◆ **WORK INSTRUCTIONS**: Rewrite everything from the line containing "target: row of trees" down to the line containing "65 19 L 22 24", changing "instance" to "object" wherever it occurs and leaving all else as it is. Return only those lines.

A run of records
—————

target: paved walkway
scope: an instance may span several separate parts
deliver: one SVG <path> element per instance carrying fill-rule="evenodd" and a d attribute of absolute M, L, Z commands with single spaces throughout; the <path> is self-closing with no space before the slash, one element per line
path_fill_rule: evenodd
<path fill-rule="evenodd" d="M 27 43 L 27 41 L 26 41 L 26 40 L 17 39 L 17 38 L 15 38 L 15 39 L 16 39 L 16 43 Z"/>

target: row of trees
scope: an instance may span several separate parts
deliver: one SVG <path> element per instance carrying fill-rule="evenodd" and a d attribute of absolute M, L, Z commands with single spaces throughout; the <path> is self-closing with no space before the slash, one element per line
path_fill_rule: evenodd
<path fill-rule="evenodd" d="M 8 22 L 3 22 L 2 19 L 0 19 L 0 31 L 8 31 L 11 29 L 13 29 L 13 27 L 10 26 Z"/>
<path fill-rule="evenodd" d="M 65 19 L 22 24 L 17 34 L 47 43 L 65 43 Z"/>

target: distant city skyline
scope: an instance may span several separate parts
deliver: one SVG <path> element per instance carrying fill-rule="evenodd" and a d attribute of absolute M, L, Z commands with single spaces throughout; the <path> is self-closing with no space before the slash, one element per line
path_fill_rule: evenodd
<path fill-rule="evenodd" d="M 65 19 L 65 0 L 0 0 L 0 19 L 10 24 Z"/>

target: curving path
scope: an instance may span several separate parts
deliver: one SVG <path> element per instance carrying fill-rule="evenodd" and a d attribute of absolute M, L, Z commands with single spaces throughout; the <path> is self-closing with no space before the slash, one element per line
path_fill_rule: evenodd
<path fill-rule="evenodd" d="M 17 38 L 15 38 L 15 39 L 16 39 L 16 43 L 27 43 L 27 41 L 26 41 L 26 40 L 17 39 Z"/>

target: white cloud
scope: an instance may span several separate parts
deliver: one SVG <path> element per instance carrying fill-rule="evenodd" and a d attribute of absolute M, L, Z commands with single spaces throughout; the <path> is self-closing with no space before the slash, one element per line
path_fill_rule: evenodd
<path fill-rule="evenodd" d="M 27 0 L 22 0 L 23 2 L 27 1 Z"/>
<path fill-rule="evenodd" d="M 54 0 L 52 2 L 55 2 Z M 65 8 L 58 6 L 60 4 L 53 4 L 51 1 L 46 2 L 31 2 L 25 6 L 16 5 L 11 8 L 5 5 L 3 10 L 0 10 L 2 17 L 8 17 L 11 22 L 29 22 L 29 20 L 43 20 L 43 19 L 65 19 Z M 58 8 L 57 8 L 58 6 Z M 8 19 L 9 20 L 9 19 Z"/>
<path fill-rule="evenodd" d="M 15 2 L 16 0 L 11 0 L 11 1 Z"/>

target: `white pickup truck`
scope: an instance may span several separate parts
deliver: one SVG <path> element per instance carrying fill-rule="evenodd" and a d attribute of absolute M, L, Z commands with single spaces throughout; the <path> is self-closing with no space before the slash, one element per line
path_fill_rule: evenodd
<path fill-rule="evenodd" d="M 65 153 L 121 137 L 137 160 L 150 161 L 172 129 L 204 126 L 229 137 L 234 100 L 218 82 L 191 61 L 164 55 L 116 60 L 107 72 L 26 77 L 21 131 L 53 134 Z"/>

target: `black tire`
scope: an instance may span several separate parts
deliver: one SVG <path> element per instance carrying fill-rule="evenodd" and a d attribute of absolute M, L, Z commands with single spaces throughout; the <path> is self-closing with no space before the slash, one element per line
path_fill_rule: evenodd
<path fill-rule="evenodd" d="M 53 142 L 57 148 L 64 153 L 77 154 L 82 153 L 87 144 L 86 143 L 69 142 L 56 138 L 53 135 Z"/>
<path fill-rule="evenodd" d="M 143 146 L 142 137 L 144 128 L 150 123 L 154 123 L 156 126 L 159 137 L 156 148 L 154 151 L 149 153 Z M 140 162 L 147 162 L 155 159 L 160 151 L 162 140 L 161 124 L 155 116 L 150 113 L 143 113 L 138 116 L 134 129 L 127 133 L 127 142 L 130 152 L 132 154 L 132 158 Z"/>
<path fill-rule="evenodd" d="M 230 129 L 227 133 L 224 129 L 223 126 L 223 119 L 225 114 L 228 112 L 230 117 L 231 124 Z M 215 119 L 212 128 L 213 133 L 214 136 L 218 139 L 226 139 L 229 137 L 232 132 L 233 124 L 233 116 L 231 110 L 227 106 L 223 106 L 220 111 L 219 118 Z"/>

—————

◆ **COMPLETED EXERCISE**:
target: row of trees
scope: an object may span several separate parts
deliver: one SVG <path> element per object carrying fill-rule="evenodd" and a d attribute of absolute M, L, Z commands with single spaces throughout; the <path> is self-closing with no space before the slash, one element per line
path_fill_rule: evenodd
<path fill-rule="evenodd" d="M 8 22 L 3 22 L 2 19 L 0 19 L 0 31 L 8 31 L 11 29 L 13 29 L 13 27 L 10 26 Z"/>
<path fill-rule="evenodd" d="M 65 19 L 22 24 L 17 34 L 47 43 L 65 43 Z"/>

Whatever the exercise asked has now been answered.